_DOCUMENT_
>>>>
In a nutshell, the flaw gives attackers the ability to perform malicious actions on a mounted filesystem without ever alerting the user. Here are the technical details from the Project Zero team:
XNU has various interfaces that permit creating copy-on-write copies of data
between processes, including out-of-line message descriptors in mach messages.
It is important that the copied memory is protected against later modifications
by the source process; otherwise, the source process might be able to exploit
double-reads in the destination process.
This copy-on-write behavior works not only with anonymous memory, but also with
file mappings. This means that, after the destination process has started
reading from the transferred memory area, memory pressure can cause the pages
holding the transferred memory to be evicted from the page cache. Later, when
the evicted pages are needed again, they can be reloaded from the backing
This means that if an attacker can mutate an on-disk file without informing the
virtual management subsystem, this is a security bug. MacOS permits normal users to mount filesystem images. When a mounted filesystem image is mutated directly (e.g. by calling pwrite() on the filesystem image), this information is not propagated into the mounted filesystem.
Project Zero also provides a proof-of-concept that demonstrates the problem.
Apple working on a fix
Apple was notified of this problem last November, and although it is yet to issue a fix, it has at least acknowledged the flaw. It is now working with Project Zero on a patch that will be available in a future macOS update.
The details of this flaw surfaced just days after security researcher Linuz Henze confirmed he has also provided Apple with details of another macOS vulnerability, which allows Keychain usernames and passwords to be stolen without administrator access.
Henze has also provided Apple with a patch, but the fix is yet to make its way to macOS users.
<<<<
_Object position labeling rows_
>>>>
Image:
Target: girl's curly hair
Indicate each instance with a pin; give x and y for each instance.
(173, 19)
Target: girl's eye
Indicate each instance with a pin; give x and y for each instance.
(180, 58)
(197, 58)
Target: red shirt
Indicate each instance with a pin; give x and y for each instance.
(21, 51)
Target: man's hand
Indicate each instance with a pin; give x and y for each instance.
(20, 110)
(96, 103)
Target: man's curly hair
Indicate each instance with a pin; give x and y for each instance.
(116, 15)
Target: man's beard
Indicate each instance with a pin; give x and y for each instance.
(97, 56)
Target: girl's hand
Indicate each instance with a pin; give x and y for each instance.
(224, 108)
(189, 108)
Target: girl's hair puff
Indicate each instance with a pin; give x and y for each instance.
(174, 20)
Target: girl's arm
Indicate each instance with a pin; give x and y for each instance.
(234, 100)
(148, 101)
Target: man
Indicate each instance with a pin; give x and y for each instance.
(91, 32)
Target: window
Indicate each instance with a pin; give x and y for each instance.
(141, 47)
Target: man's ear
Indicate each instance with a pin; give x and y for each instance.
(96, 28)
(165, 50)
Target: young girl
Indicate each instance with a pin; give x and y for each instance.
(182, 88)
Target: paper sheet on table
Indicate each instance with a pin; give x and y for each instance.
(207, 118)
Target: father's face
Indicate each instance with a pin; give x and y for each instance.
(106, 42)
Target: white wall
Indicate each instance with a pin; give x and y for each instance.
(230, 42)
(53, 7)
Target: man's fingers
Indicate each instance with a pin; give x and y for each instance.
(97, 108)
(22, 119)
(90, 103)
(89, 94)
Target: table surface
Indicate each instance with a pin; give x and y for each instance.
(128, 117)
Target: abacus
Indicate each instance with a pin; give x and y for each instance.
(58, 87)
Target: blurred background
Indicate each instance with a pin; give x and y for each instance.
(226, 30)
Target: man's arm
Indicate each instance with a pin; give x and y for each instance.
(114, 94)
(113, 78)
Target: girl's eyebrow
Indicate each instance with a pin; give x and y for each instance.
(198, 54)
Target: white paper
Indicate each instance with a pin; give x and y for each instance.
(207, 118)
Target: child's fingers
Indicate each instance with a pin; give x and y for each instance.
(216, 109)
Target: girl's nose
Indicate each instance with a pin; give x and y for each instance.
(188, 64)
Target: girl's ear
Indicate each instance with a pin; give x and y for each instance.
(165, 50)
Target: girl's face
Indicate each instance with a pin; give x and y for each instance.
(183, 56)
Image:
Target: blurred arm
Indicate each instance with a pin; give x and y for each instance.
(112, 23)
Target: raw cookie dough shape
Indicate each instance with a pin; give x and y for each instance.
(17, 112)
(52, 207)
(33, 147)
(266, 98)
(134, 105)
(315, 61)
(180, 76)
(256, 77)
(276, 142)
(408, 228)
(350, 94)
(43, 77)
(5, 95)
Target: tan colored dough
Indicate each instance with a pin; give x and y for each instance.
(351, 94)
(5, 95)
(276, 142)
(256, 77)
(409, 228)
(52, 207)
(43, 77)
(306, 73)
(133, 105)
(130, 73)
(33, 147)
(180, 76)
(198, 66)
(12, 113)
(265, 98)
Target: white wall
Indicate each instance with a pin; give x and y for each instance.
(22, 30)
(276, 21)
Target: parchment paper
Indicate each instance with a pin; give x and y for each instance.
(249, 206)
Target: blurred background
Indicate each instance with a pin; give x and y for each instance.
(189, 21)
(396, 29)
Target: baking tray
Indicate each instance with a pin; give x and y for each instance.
<<<<
_STATED PROBLEM_
Please transcribe the macOS copy-on-write flaw article above in full, word for word.

_EXPECTED ANSWER_
In a nutshell, the flaw gives attackers the ability to perform malicious actions on a mounted filesystem without ever alerting the user. Here are the technical details from the Project Zero team:
XNU has various interfaces that permit creating copy-on-write copies of data
between processes, including out-of-line message descriptors in mach messages.
It is important that the copied memory is protected against later modifications
by the source process; otherwise, the source process might be able to exploit
double-reads in the destination process.
This copy-on-write behavior works not only with anonymous memory, but also with
file mappings. This means that, after the destination process has started
reading from the transferred memory area, memory pressure can cause the pages
holding the transferred memory to be evicted from the page cache. Later, when
the evicted pages are needed again, they can be reloaded from the backing
This means that if an attacker can mutate an on-disk file without informing the
virtual management subsystem, this is a security bug. MacOS permits normal users to mount filesystem images. When a mounted filesystem image is mutated directly (e.g. by calling pwrite() on the filesystem image), this information is not propagated into the mounted filesystem.
Project Zero also provides a proof-of-concept that demonstrates the problem.
Apple working on a fix
Apple was notified of this problem last November, and although it is yet to issue a fix, it has at least acknowledged the flaw. It is now working with Project Zero on a patch that will be available in a future macOS update.
The details of this flaw surfaced just days after security researcher Linuz Henze confirmed he has also provided Apple with details of another macOS vulnerability, which allows Keychain usernames and passwords to be stolen without administrator access.
Henze has also provided Apple with a patch, but the fix is yet to make its way to macOS users.